══ GIVEN DATA ══
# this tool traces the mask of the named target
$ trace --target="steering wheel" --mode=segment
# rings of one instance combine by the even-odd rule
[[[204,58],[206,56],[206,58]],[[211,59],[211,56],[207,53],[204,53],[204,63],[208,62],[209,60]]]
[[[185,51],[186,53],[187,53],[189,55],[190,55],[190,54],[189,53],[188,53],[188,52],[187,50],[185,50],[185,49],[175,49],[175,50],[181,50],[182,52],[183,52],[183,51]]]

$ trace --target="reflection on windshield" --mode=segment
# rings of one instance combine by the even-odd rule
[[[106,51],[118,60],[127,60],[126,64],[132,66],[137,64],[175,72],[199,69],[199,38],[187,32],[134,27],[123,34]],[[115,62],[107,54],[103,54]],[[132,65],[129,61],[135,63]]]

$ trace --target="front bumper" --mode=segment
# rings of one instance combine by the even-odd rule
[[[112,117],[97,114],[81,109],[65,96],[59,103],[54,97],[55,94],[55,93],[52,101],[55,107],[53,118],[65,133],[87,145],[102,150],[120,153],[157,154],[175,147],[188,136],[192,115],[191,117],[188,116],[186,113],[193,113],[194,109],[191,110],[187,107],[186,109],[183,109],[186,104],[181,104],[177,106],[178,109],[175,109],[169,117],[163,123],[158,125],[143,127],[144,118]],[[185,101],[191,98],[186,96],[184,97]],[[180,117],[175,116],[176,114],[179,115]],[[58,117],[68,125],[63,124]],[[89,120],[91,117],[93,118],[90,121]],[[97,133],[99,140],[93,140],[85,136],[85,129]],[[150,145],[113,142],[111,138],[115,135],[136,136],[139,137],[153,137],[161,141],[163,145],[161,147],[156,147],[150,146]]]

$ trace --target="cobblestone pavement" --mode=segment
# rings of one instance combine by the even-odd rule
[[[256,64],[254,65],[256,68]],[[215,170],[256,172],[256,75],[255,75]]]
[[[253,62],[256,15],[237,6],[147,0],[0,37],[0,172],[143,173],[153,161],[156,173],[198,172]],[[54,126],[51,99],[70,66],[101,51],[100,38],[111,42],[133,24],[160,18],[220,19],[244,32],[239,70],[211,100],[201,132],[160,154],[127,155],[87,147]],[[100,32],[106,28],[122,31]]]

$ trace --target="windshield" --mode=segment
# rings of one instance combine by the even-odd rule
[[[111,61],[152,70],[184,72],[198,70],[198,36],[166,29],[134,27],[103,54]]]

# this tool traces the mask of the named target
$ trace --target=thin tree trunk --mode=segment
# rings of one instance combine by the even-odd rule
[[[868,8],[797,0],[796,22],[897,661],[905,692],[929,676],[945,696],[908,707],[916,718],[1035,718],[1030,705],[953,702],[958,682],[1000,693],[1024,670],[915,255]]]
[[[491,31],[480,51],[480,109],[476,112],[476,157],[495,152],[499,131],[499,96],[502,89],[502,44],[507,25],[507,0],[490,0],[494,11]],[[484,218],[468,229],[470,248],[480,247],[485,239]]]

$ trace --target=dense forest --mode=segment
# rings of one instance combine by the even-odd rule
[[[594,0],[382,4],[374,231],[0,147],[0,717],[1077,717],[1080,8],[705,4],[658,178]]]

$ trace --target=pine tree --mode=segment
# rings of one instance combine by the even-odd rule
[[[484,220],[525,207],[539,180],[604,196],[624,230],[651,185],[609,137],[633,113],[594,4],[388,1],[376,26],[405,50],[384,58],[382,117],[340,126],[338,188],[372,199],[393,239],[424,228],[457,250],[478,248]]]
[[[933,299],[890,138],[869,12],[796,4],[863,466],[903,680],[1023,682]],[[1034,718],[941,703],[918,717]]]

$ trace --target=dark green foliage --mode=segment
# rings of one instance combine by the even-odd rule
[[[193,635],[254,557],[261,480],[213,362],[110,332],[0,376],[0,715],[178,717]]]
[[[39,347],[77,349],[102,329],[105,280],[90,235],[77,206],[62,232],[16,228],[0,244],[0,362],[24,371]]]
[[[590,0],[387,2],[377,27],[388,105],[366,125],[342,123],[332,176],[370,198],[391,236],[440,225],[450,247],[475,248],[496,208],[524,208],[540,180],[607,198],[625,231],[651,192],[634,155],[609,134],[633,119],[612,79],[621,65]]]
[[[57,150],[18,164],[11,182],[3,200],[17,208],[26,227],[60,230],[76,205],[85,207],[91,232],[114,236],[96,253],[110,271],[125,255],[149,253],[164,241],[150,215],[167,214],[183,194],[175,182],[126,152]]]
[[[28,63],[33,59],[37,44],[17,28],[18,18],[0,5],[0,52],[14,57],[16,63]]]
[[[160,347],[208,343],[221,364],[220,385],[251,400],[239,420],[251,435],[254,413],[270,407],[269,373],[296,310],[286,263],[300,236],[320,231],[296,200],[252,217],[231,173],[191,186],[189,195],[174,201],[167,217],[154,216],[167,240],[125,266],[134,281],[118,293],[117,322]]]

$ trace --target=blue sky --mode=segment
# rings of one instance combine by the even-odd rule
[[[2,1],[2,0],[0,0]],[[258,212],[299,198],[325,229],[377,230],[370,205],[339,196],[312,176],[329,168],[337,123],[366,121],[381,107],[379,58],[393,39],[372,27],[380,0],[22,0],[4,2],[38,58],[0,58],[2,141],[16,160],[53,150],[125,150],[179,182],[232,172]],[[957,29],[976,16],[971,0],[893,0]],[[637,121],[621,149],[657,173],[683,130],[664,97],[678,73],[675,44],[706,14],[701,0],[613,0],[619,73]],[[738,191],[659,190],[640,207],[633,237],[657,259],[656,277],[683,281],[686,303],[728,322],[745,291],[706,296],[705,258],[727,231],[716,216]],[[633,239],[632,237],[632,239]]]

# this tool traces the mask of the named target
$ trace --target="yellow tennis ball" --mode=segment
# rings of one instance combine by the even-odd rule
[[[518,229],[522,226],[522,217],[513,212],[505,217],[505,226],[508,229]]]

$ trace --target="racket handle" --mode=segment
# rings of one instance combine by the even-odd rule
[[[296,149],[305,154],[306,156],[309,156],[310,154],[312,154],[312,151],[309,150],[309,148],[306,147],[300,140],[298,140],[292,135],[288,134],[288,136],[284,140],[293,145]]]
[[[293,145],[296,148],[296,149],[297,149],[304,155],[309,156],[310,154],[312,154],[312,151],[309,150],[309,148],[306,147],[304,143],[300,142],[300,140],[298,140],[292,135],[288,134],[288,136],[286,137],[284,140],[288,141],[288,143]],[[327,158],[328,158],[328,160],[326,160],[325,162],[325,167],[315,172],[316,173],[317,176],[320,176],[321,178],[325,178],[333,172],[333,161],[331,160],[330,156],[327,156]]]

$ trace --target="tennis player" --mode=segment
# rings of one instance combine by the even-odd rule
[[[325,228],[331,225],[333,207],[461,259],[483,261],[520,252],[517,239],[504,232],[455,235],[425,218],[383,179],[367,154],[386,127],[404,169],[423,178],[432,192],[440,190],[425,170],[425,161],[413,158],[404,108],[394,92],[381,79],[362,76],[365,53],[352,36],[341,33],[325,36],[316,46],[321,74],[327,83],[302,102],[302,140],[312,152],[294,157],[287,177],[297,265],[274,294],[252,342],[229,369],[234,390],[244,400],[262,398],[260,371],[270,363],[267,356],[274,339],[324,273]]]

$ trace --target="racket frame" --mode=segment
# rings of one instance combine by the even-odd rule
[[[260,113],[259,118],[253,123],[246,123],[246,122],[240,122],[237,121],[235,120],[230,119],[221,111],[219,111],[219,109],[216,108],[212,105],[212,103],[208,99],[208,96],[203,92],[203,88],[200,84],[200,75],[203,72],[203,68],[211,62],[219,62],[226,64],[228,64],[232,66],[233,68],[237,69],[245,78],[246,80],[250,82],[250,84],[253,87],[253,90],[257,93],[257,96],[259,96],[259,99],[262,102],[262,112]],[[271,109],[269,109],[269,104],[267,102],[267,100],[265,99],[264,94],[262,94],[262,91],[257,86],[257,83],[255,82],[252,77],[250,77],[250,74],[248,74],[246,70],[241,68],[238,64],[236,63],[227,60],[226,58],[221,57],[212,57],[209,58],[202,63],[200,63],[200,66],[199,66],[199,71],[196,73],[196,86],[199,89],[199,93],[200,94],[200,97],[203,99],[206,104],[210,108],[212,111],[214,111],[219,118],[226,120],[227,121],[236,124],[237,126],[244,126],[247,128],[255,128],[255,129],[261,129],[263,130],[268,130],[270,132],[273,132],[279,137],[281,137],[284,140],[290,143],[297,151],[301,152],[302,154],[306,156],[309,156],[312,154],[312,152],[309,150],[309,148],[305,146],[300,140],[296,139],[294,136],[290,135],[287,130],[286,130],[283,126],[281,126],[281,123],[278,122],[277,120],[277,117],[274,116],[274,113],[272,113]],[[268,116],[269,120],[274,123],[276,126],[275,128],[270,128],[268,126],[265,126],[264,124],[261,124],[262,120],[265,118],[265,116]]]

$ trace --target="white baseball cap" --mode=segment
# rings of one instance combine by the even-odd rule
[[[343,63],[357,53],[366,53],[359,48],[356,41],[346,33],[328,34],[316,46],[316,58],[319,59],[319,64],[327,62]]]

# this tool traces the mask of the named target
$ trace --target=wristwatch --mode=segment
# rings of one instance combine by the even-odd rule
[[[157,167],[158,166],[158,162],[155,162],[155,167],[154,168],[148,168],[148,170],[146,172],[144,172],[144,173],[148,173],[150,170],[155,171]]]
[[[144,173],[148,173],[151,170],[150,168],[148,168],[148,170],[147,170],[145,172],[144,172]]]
═══
» **WRITTEN TASK**
Count the lines above that contain the string "tree". Reply with the number alone.

» **ANSWER TO THE TASK**
2